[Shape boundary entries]
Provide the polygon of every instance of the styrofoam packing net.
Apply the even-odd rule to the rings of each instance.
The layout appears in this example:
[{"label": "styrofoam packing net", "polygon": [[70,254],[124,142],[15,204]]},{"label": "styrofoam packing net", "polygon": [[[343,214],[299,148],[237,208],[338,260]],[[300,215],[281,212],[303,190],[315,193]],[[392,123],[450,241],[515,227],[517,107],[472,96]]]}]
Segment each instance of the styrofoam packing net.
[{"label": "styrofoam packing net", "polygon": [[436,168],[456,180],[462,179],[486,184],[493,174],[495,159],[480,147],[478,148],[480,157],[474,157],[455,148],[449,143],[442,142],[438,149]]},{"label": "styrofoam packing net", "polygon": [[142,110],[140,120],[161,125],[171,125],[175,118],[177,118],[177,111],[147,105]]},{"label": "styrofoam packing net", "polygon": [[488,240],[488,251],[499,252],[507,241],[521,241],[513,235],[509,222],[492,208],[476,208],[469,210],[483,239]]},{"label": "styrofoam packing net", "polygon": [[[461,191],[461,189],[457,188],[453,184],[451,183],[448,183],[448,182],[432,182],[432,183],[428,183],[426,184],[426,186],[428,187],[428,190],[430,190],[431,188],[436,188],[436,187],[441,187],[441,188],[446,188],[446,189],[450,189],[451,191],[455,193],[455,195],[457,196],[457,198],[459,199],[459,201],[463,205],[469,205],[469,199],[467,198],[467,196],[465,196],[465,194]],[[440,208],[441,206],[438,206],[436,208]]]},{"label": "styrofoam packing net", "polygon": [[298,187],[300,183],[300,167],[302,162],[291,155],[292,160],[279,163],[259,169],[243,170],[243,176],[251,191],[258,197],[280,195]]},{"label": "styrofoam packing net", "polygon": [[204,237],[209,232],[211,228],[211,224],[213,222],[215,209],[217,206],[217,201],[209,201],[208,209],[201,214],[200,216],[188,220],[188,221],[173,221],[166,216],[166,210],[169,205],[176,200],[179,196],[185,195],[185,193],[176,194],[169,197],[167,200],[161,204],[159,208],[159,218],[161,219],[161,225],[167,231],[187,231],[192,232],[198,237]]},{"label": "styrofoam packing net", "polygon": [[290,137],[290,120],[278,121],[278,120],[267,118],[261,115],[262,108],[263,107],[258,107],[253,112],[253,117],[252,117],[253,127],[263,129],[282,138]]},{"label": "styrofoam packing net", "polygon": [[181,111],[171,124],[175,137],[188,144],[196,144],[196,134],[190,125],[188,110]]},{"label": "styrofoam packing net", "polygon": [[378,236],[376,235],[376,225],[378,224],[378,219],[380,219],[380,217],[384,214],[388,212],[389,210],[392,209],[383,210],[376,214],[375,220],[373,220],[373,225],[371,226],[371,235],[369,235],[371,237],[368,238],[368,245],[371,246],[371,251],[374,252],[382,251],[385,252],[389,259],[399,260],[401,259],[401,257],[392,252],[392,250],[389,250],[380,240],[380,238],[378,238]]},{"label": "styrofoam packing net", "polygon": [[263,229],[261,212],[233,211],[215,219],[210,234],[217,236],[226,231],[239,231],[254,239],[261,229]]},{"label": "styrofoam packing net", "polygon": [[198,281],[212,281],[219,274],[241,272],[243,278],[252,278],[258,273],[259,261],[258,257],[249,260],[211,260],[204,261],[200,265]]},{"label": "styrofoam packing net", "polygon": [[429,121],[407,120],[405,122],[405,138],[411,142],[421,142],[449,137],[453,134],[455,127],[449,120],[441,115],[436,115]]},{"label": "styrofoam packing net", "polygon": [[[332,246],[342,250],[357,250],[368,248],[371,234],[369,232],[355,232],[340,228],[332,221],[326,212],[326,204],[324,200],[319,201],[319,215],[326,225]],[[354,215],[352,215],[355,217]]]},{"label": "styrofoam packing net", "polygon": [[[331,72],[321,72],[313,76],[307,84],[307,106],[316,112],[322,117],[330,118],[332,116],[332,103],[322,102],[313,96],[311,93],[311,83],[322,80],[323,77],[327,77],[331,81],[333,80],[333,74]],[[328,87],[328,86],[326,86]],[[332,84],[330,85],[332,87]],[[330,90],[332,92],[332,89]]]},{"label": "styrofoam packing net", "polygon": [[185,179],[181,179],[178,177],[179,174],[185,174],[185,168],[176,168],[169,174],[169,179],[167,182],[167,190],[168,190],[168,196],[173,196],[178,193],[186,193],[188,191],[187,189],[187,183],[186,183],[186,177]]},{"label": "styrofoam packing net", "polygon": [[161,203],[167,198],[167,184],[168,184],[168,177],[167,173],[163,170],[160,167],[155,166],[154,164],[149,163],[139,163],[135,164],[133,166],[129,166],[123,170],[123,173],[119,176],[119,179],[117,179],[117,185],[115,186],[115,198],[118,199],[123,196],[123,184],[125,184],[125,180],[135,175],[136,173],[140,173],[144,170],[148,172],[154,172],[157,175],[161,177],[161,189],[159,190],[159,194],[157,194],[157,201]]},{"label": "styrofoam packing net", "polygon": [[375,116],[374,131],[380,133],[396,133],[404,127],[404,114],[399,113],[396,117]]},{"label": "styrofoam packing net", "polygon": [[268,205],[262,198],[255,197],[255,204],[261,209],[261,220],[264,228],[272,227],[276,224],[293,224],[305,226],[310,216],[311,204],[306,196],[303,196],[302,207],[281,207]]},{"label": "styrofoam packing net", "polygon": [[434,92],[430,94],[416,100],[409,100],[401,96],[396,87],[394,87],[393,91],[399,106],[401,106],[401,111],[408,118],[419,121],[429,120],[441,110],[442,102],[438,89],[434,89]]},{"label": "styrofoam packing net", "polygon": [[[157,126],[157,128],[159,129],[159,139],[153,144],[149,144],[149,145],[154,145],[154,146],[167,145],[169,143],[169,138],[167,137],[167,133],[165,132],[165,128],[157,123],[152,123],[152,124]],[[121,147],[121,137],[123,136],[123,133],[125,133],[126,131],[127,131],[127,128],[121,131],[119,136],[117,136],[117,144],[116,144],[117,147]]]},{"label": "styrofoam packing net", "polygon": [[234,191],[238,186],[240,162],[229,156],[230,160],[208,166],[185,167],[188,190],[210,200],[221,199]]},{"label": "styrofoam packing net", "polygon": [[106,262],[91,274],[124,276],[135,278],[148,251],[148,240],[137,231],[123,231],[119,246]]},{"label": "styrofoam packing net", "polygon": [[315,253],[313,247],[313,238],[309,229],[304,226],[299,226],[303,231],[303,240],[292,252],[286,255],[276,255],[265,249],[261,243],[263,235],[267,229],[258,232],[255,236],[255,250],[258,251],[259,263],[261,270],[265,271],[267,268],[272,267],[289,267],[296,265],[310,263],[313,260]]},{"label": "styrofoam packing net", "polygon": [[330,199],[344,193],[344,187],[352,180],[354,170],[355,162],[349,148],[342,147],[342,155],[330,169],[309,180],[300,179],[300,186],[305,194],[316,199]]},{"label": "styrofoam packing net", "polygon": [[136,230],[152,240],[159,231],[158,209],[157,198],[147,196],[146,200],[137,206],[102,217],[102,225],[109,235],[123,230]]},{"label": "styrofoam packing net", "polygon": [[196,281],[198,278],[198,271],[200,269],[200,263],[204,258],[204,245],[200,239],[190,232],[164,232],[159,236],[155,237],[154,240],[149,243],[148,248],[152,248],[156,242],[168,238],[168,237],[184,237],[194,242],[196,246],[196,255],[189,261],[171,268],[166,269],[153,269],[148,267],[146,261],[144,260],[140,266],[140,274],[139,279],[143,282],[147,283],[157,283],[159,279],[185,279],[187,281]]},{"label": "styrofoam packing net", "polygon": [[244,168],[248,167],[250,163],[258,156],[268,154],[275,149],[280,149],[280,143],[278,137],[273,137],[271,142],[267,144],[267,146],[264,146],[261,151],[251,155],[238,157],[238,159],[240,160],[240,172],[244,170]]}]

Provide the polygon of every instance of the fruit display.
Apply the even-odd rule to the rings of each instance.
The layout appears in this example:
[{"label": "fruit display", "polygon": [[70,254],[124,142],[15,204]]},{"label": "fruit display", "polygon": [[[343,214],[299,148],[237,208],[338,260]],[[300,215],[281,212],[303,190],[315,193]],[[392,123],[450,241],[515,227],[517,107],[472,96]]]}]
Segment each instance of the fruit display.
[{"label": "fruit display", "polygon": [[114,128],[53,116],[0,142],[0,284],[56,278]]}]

> Goal:
Write out again, exactly, the lines from the one holding "Provide the polygon of every instance of the fruit" through the end of the listing, with both ends included.

> Worked answer:
Provide the polygon of every instance of the fruit display.
Apply the even-odd rule to the rings of each instance.
The layout appears in this example:
[{"label": "fruit display", "polygon": [[70,254],[124,142],[15,204]]},{"label": "fruit display", "polygon": [[[343,214],[299,148],[237,208],[338,260]],[[300,215],[281,212],[303,190],[315,193]],[[392,123],[450,241],[515,227],[517,107],[472,96]]]}]
Segment each instance of the fruit display.
[{"label": "fruit display", "polygon": [[114,128],[53,116],[0,142],[0,284],[56,278]]}]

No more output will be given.